**YOUR GOAL**
Please filter the entries for the word "form" and copy every line that has it.

**Saved entries**
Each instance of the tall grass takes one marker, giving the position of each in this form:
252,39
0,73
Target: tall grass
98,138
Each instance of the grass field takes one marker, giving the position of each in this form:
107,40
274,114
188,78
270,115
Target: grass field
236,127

--

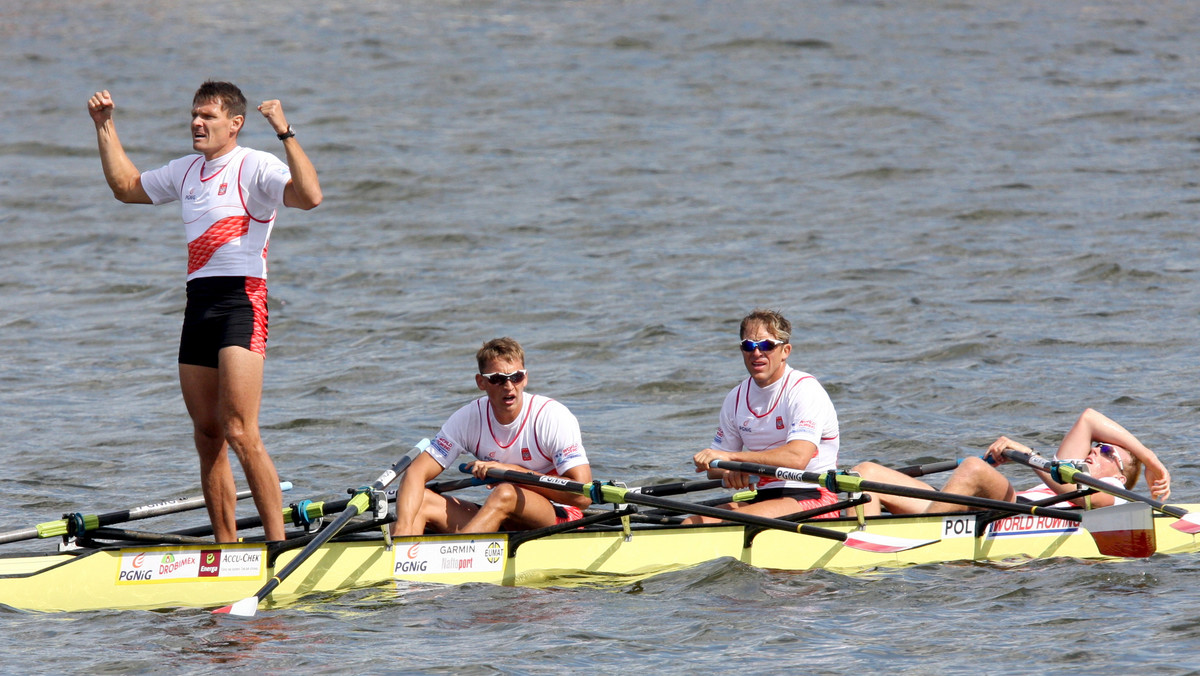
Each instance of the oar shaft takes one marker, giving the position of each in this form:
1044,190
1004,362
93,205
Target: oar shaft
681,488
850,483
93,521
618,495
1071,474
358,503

---

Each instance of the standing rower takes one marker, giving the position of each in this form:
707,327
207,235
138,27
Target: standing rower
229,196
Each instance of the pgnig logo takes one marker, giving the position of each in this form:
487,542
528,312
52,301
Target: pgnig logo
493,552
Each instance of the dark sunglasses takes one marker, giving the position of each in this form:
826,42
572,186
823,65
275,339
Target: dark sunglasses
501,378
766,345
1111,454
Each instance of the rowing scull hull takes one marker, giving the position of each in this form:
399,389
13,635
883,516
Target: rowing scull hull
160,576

**SOLUTION TO THIS PROBLEM**
Each instance of the tall grass takes one marker, giving the position of each in this form:
Each instance of the grass field takes one marker, giving the position of each in this form:
Each instance of the oar shaft takes one marker, giving the position of each in this form:
Each instance of the standing rower takes one marker, giving the position of each in this form:
Each instance of the pgnig logo takes one marker, giving the position of each in this form:
Each instance of the dark sunglasses takes one marker, giving the position of each in this form:
Each instance of the rowing scull hull takes one marker, giving the position of each in this form:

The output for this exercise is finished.